→ **Material provided**:
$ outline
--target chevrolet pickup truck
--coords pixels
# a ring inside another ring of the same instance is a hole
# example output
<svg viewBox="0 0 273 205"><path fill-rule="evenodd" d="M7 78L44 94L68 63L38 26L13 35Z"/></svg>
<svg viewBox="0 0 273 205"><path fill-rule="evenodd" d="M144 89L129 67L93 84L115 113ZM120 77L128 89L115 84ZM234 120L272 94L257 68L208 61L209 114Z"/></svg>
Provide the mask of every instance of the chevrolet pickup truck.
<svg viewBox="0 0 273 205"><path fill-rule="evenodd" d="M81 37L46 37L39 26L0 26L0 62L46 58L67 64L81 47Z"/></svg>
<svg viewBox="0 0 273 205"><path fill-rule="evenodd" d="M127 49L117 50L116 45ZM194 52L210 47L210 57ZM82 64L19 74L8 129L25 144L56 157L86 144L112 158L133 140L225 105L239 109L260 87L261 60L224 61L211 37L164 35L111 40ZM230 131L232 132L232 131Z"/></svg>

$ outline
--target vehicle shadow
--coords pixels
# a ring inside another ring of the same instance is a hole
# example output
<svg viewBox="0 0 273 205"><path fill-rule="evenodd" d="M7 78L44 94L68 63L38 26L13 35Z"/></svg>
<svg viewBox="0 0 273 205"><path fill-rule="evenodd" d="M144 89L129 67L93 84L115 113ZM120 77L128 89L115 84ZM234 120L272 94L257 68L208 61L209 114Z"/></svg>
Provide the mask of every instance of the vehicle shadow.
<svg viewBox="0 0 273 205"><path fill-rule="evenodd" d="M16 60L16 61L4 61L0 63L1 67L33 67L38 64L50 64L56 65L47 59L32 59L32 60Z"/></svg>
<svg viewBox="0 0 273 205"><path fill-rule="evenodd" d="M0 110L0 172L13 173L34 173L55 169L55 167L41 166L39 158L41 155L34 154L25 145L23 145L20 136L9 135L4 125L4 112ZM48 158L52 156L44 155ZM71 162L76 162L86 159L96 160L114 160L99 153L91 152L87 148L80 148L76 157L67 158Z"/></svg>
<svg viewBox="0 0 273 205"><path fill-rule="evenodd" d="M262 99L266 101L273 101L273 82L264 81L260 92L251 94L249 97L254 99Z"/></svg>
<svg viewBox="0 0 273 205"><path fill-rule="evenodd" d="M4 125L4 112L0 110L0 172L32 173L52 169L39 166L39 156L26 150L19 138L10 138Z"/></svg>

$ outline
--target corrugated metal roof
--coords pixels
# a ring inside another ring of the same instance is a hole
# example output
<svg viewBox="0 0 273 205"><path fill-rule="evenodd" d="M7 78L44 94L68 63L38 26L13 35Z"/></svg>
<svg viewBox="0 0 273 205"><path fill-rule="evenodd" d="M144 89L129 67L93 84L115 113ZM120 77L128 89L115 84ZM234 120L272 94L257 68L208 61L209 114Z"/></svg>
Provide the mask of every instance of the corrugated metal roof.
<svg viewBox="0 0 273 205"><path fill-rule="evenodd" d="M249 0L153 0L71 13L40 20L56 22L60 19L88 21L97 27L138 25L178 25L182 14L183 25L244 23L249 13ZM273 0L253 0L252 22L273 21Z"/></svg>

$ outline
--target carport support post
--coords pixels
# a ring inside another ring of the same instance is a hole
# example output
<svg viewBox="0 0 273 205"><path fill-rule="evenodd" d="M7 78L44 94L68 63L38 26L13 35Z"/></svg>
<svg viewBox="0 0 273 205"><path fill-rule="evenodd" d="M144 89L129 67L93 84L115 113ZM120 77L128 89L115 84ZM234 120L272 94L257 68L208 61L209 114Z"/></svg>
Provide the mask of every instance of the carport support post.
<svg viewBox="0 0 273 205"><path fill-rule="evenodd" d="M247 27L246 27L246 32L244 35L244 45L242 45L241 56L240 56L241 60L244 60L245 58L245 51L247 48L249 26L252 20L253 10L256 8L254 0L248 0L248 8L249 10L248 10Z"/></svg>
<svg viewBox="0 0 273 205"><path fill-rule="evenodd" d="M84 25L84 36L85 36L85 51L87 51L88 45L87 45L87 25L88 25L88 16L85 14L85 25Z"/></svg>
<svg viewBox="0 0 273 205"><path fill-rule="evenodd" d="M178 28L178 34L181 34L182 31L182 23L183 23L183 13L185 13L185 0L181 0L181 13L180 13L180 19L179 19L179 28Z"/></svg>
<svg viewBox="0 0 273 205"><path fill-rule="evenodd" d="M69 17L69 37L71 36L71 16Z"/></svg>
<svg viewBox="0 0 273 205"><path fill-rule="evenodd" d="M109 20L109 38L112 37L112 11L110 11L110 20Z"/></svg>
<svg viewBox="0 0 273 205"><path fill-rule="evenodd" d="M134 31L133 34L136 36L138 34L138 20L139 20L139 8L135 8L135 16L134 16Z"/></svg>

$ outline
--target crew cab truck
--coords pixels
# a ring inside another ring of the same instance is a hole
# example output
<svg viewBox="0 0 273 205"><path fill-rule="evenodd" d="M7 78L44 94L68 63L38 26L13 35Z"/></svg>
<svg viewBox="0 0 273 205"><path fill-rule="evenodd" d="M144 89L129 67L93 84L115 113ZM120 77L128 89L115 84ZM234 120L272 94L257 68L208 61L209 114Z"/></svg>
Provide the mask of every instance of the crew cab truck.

→ **Prompt**:
Copy every entry above line for line, without changing a single character.

→ **The output**:
$ outline
--target chevrolet pickup truck
--coords pixels
# a ring inside another ring of the same instance is a hole
# example output
<svg viewBox="0 0 273 205"><path fill-rule="evenodd" d="M7 78L44 94L68 63L38 26L13 35Z"/></svg>
<svg viewBox="0 0 273 205"><path fill-rule="evenodd" d="M144 89L129 67L93 84L115 113ZM120 77L128 89L115 84ZM234 120L272 94L257 68L208 61L209 114Z"/></svg>
Provide the mask of every instance of the chevrolet pickup truck.
<svg viewBox="0 0 273 205"><path fill-rule="evenodd" d="M81 37L46 37L39 26L0 26L0 62L46 58L67 64L81 47Z"/></svg>
<svg viewBox="0 0 273 205"><path fill-rule="evenodd" d="M127 49L117 50L116 45ZM194 52L210 47L210 57ZM82 64L19 74L8 129L25 144L56 157L86 144L112 158L133 140L225 105L239 109L260 87L261 60L224 61L211 37L164 35L111 40ZM230 131L232 132L232 131Z"/></svg>

$ outline
--target vehicle shadow
--coords pixels
# a ring inside another ring of the same instance is a hole
# example output
<svg viewBox="0 0 273 205"><path fill-rule="evenodd" d="M7 78L44 94L68 63L38 26L13 35Z"/></svg>
<svg viewBox="0 0 273 205"><path fill-rule="evenodd" d="M144 89L129 67L93 84L115 113ZM120 77L128 89L115 84ZM234 120L272 94L257 68L208 61L209 114Z"/></svg>
Provide the mask of every instance of the vehicle shadow.
<svg viewBox="0 0 273 205"><path fill-rule="evenodd" d="M16 60L16 61L4 61L0 63L1 67L33 67L38 64L50 64L56 65L47 59L32 59L32 60Z"/></svg>
<svg viewBox="0 0 273 205"><path fill-rule="evenodd" d="M0 110L0 172L13 173L34 173L55 169L55 167L41 166L39 158L41 155L34 154L25 145L23 145L20 136L9 135L4 125L4 112ZM48 158L52 156L44 155ZM71 162L76 162L86 159L96 160L114 160L99 153L91 152L87 148L80 148L76 157L67 158Z"/></svg>
<svg viewBox="0 0 273 205"><path fill-rule="evenodd" d="M262 99L266 101L273 101L273 82L264 81L260 92L251 94L249 97L254 99Z"/></svg>
<svg viewBox="0 0 273 205"><path fill-rule="evenodd" d="M4 125L4 112L0 110L0 172L32 173L52 169L39 166L39 156L26 150L19 138L10 138Z"/></svg>

$ outline
--target corrugated metal roof
--coords pixels
# a ring inside another ring of the same instance is a hole
# example output
<svg viewBox="0 0 273 205"><path fill-rule="evenodd" d="M7 78L44 94L68 63L38 26L13 35Z"/></svg>
<svg viewBox="0 0 273 205"><path fill-rule="evenodd" d="M144 89L129 67L93 84L115 113ZM120 77L128 89L115 84ZM234 120L272 94L257 68L208 61L209 114Z"/></svg>
Provide the mask of every instance of the corrugated metal roof.
<svg viewBox="0 0 273 205"><path fill-rule="evenodd" d="M249 0L153 0L71 13L40 20L56 22L60 19L88 21L97 27L138 25L178 25L182 14L183 25L244 23L249 13ZM273 0L253 0L252 22L273 21Z"/></svg>

$ outline
--target carport support post
--coords pixels
# a ring inside another ring of the same instance is a hole
# example output
<svg viewBox="0 0 273 205"><path fill-rule="evenodd" d="M7 78L44 94L68 63L38 26L13 35Z"/></svg>
<svg viewBox="0 0 273 205"><path fill-rule="evenodd" d="M144 89L129 67L93 84L115 113ZM120 77L128 89L115 84ZM234 120L272 94L257 68L208 61L209 114Z"/></svg>
Provide the mask of every instance of the carport support post.
<svg viewBox="0 0 273 205"><path fill-rule="evenodd" d="M247 27L246 27L246 32L244 35L244 45L242 45L241 56L240 56L241 60L244 60L245 58L245 51L247 48L249 26L252 20L253 10L256 8L254 0L248 0L248 8L249 10L248 10Z"/></svg>
<svg viewBox="0 0 273 205"><path fill-rule="evenodd" d="M84 25L84 36L85 36L85 51L87 51L88 45L87 45L87 25L88 25L88 16L85 14L85 25Z"/></svg>
<svg viewBox="0 0 273 205"><path fill-rule="evenodd" d="M178 28L178 34L181 34L182 31L182 23L183 23L183 13L185 13L185 0L181 0L181 13L180 13L180 19L179 19L179 28Z"/></svg>
<svg viewBox="0 0 273 205"><path fill-rule="evenodd" d="M69 17L69 37L71 36L71 16Z"/></svg>
<svg viewBox="0 0 273 205"><path fill-rule="evenodd" d="M109 20L109 38L112 37L112 11L110 11L110 20Z"/></svg>
<svg viewBox="0 0 273 205"><path fill-rule="evenodd" d="M134 31L133 34L136 36L138 34L138 20L139 20L139 8L135 8L135 16L134 16Z"/></svg>

$ outline
--target crew cab truck
--coords pixels
# a ring inside another ring of the same instance is a hole
# example output
<svg viewBox="0 0 273 205"><path fill-rule="evenodd" d="M7 78L44 94L68 63L38 26L13 35Z"/></svg>
<svg viewBox="0 0 273 205"><path fill-rule="evenodd" d="M144 89L129 67L93 84L115 113ZM120 77L128 89L115 84ZM234 120L272 94L257 68L208 61L209 114Z"/></svg>
Provide the mask of every instance of the crew cab truck.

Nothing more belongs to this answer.